[BEGIN Extracted text]

At this moment, with the 9o Gruppo’s attention focused elsewhere, the 112 Squadron’s Gladiators intervened and managed to surprise the Italian formation over Sidi Barrani. They claimed eight of the Fiats without losses. All of the six pilots made claims and Flight Lieutenant R. J. Abrahams claimed one and one shared with Pilot Officer Richard Acworth, who also claimed one additional. Flying Officer R. J. Bennett claimed one, Pilot Officer Alfred Costello claimed one, Pilot Officer Leonard Bartley claimed two and Sergeant 'Paddy' Donaldson finally claimed one. 112 Squadron didn’t record any losses in this combat even if Pilot Officer Acworth in his memories spoke of a couple of planes obliged to force-land and the unit’s aircraft retuned to Fuka between 16:20 and 17:25. For this one-sided action, they were noted in the press for the first time.
Richard Acworth remembered this combat in a short story written in the 1960’s but never published.

[END Extracted text]
[BEGIN Material provided]

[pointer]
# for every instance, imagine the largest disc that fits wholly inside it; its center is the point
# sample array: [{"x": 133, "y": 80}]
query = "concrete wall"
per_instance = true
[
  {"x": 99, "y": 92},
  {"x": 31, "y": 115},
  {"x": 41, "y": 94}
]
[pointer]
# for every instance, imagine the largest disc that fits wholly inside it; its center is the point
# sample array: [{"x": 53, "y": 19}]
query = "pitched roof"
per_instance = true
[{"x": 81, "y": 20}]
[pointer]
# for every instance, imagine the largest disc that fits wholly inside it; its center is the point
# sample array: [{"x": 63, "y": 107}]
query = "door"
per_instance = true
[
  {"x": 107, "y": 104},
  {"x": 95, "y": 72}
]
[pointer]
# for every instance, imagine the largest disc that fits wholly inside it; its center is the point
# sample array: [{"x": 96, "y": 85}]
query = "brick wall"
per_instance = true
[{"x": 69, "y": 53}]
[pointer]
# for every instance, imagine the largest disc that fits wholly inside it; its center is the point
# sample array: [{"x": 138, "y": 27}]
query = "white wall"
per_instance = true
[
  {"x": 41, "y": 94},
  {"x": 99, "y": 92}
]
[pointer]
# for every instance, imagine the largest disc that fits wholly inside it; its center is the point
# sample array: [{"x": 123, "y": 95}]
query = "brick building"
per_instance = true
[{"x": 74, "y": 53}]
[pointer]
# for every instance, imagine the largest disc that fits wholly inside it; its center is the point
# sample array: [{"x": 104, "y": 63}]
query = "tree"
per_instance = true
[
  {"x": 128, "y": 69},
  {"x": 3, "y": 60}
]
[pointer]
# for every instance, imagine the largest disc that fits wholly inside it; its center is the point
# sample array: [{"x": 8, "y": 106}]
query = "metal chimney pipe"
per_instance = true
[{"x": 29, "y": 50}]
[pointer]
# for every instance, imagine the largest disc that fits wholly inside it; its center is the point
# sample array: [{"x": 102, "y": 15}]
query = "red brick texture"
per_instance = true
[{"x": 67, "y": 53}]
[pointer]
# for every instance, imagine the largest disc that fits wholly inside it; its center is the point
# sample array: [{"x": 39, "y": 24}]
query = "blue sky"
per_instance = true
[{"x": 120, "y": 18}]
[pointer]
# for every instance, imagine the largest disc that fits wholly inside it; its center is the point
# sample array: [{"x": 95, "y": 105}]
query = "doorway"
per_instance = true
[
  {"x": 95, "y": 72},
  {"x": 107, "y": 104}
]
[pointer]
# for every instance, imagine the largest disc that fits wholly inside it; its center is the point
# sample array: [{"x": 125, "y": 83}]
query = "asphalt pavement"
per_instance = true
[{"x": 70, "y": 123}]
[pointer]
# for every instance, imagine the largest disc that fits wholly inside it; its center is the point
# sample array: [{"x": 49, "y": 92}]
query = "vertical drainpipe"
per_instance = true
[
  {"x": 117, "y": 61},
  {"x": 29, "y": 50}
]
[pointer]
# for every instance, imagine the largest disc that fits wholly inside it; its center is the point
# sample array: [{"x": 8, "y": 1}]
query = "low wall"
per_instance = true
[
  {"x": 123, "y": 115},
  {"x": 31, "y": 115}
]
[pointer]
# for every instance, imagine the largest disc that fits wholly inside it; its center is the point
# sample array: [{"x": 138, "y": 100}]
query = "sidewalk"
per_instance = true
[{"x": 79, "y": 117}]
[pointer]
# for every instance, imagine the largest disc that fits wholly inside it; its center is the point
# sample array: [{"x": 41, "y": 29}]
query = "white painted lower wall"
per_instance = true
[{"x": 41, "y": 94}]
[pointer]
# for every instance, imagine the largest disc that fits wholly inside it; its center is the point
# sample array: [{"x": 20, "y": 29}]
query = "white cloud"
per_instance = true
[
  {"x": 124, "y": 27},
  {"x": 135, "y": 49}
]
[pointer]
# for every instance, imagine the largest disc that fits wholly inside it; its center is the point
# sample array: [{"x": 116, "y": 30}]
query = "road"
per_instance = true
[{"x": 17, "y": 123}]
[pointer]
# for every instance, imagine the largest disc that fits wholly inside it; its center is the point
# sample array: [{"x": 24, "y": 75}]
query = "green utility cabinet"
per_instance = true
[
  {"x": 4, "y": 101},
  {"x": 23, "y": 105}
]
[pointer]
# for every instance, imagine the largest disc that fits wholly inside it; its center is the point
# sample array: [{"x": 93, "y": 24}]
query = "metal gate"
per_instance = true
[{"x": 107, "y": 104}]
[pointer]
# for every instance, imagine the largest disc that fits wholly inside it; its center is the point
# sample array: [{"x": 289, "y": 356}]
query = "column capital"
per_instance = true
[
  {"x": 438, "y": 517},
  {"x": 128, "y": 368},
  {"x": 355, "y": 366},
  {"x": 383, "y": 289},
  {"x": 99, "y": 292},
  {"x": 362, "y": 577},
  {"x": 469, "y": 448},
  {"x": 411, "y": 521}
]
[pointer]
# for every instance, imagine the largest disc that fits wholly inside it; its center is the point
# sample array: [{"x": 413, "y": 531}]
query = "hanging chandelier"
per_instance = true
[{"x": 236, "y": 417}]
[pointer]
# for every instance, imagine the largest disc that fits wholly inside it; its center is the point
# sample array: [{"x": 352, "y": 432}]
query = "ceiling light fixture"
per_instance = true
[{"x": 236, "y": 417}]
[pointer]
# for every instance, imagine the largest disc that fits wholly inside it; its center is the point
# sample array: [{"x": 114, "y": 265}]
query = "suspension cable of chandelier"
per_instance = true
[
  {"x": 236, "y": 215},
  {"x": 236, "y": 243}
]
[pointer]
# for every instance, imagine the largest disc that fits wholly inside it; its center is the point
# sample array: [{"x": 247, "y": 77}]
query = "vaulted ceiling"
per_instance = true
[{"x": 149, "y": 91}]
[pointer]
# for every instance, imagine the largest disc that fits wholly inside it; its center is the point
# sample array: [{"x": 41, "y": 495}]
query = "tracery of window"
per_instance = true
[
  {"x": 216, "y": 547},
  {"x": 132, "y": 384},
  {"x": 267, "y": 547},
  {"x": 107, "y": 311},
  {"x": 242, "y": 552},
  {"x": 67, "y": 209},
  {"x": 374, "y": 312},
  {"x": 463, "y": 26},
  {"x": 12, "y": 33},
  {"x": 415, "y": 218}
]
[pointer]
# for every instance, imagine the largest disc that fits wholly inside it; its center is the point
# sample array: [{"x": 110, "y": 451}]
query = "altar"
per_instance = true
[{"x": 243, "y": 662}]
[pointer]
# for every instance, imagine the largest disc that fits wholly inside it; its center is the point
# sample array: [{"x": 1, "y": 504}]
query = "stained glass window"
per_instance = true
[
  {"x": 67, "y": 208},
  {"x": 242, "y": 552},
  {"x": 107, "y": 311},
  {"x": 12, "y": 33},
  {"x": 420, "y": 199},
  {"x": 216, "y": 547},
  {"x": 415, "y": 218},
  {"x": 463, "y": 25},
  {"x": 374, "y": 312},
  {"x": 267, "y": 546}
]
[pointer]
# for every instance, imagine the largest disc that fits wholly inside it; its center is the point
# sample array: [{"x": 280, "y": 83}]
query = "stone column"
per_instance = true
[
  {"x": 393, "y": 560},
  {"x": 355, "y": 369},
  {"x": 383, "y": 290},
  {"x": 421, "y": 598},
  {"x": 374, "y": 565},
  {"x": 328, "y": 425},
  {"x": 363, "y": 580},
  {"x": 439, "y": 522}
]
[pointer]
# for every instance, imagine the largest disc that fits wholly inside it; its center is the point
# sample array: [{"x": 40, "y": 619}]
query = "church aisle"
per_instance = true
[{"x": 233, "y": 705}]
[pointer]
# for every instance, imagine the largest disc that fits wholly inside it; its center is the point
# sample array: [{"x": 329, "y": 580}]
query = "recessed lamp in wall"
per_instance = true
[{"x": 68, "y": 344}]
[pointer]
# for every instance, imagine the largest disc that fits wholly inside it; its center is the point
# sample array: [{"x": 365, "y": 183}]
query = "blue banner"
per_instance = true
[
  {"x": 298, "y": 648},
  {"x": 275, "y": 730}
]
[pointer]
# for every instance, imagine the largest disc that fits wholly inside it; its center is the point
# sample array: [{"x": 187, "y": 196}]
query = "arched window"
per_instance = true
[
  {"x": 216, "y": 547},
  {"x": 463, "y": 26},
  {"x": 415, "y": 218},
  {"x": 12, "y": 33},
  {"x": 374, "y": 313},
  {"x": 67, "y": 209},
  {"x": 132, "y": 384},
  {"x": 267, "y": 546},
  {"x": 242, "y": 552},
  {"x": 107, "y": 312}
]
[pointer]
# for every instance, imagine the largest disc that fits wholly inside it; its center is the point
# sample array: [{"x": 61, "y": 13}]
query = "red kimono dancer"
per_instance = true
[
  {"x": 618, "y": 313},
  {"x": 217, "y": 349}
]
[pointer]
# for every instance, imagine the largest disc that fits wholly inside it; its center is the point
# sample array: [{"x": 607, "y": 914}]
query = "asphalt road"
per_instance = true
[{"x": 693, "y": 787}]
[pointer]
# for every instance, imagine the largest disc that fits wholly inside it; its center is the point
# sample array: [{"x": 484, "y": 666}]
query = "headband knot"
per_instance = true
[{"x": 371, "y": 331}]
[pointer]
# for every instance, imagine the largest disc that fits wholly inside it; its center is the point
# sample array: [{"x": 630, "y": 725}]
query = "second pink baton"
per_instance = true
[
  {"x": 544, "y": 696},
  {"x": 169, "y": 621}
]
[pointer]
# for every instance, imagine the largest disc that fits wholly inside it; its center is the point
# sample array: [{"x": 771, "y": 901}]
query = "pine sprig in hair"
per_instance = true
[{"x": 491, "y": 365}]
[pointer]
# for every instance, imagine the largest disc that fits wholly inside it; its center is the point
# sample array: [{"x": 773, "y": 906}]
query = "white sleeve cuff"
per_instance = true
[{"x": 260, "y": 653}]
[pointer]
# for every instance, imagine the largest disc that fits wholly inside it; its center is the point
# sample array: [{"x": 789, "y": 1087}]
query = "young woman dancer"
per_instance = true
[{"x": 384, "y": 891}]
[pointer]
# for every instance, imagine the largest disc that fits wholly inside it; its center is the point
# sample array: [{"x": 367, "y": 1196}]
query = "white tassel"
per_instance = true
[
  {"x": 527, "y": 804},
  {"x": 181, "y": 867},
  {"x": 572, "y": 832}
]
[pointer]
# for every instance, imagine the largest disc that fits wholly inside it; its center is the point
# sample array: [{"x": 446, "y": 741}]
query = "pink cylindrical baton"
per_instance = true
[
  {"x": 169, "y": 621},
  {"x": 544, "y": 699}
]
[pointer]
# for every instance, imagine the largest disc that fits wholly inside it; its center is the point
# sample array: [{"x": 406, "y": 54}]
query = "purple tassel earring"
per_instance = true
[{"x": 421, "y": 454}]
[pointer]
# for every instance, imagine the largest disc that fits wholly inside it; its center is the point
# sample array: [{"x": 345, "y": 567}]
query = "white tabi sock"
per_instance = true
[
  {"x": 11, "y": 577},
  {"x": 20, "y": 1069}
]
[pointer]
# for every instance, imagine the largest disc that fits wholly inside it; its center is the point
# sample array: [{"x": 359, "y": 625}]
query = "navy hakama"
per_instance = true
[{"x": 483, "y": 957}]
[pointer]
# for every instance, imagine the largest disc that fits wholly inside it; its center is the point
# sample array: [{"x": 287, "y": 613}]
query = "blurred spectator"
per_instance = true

[END Material provided]

> Task instructions:
Quote the passage on the air combat over Sidi Barrani, starting with "At this moment, with" and going on through "the first time.". The material is not needed for this work.

> Exercise solution:
At this moment, with the 9o Gruppo’s attention focused elsewhere, the 112 Squadron’s Gladiators intervened and managed to surprise the Italian formation over Sidi Barrani. They claimed eight of the Fiats without losses. All of the six pilots made claims and Flight Lieutenant R. J. Abrahams claimed one and one shared with Pilot Officer Richard Acworth, who also claimed one additional. Flying Officer R. J. Bennett claimed one, Pilot Officer Alfred Costello claimed one, Pilot Officer Leonard Bartley claimed two and Sergeant 'Paddy' Donaldson finally claimed one. 112 Squadron didn’t record any losses in this combat even if Pilot Officer Acworth in his memories spoke of a couple of planes obliged to force-land and the unit’s aircraft retuned to Fuka between 16:20 and 17:25. For this one-sided action, they were noted in the press for the first time.